- [Request]:
Could you rescale the records from the line with "Could you please drop a point on the green fence" up to and including the line with "<point>1000,35</point>"? Repeat only those lines with the request text left as it is, and multiply each point coordinate by 0.4, rounding to whole numbers with halves going up.

- [Provided material]:
* BEGIN *

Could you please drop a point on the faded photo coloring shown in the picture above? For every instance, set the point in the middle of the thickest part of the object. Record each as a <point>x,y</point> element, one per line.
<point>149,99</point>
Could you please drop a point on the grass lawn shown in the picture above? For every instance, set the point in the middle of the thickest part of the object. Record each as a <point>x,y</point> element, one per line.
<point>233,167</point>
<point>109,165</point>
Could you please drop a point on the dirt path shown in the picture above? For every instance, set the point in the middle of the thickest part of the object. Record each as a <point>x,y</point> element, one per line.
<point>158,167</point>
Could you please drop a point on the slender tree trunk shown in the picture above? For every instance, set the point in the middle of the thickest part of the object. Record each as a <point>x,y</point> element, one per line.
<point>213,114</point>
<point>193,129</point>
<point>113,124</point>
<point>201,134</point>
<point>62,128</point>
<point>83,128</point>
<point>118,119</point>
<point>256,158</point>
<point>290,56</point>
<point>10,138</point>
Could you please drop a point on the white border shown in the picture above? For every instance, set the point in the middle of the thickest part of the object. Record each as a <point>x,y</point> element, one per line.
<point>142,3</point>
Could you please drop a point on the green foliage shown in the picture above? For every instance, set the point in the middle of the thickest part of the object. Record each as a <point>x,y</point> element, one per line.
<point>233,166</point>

* END *
* BEGIN *

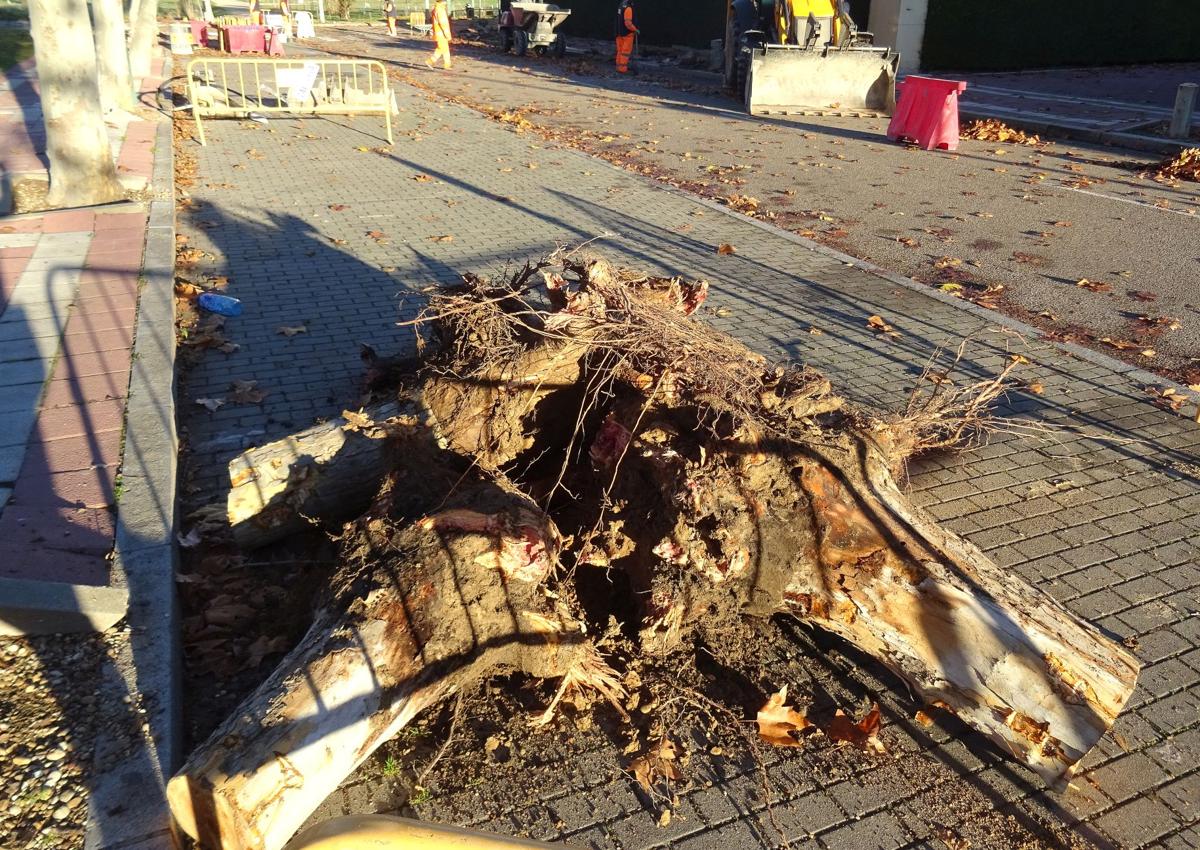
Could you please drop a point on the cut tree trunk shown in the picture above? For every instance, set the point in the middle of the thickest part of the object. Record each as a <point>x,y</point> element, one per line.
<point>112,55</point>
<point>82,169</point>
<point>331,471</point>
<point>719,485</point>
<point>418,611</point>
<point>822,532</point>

* END *
* BEGIN *

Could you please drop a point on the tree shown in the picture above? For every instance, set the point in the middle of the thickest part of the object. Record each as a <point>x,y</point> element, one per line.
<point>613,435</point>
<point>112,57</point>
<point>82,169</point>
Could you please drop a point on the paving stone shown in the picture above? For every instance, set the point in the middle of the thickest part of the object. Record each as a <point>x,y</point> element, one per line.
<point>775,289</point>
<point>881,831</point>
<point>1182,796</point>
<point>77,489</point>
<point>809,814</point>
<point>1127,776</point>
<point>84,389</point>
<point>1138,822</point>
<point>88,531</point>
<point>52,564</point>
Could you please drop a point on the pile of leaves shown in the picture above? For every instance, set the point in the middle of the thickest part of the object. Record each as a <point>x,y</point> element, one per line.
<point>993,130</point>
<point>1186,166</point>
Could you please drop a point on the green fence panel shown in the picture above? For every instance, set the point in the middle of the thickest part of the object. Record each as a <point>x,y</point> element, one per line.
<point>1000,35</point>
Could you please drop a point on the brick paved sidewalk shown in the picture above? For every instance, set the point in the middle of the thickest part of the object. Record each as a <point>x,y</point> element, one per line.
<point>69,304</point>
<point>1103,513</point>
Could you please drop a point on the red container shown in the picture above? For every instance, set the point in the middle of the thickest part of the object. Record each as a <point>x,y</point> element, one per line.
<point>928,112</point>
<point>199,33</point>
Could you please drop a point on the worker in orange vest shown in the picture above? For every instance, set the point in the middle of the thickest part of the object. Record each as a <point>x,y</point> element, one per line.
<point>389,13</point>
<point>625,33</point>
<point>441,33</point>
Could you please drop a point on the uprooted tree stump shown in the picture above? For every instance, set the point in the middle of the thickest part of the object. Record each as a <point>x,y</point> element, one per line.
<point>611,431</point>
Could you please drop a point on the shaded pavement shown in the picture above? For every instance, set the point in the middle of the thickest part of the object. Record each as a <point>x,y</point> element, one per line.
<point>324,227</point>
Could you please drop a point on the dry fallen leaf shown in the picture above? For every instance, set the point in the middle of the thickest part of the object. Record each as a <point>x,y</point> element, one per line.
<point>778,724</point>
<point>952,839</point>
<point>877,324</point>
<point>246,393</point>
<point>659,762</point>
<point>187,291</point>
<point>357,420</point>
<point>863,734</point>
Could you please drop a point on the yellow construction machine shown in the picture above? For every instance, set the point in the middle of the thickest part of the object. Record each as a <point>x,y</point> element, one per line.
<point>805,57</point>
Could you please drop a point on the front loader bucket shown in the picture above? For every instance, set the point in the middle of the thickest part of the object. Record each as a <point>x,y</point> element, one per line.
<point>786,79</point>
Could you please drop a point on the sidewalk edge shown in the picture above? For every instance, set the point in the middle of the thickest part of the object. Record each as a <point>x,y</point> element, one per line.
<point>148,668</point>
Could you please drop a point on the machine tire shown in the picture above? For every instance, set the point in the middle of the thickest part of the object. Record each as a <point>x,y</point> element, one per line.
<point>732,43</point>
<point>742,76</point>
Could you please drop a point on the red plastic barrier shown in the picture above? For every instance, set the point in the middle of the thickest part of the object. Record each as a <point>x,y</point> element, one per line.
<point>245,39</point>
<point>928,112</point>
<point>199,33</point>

* END *

- [Response to the task]:
Could you please drop a point on the green fence panel shown in the picture above? For every instance, set the point in the middle of the thickest part of the object. Record each as a <point>x,y</point> element, one per line.
<point>400,14</point>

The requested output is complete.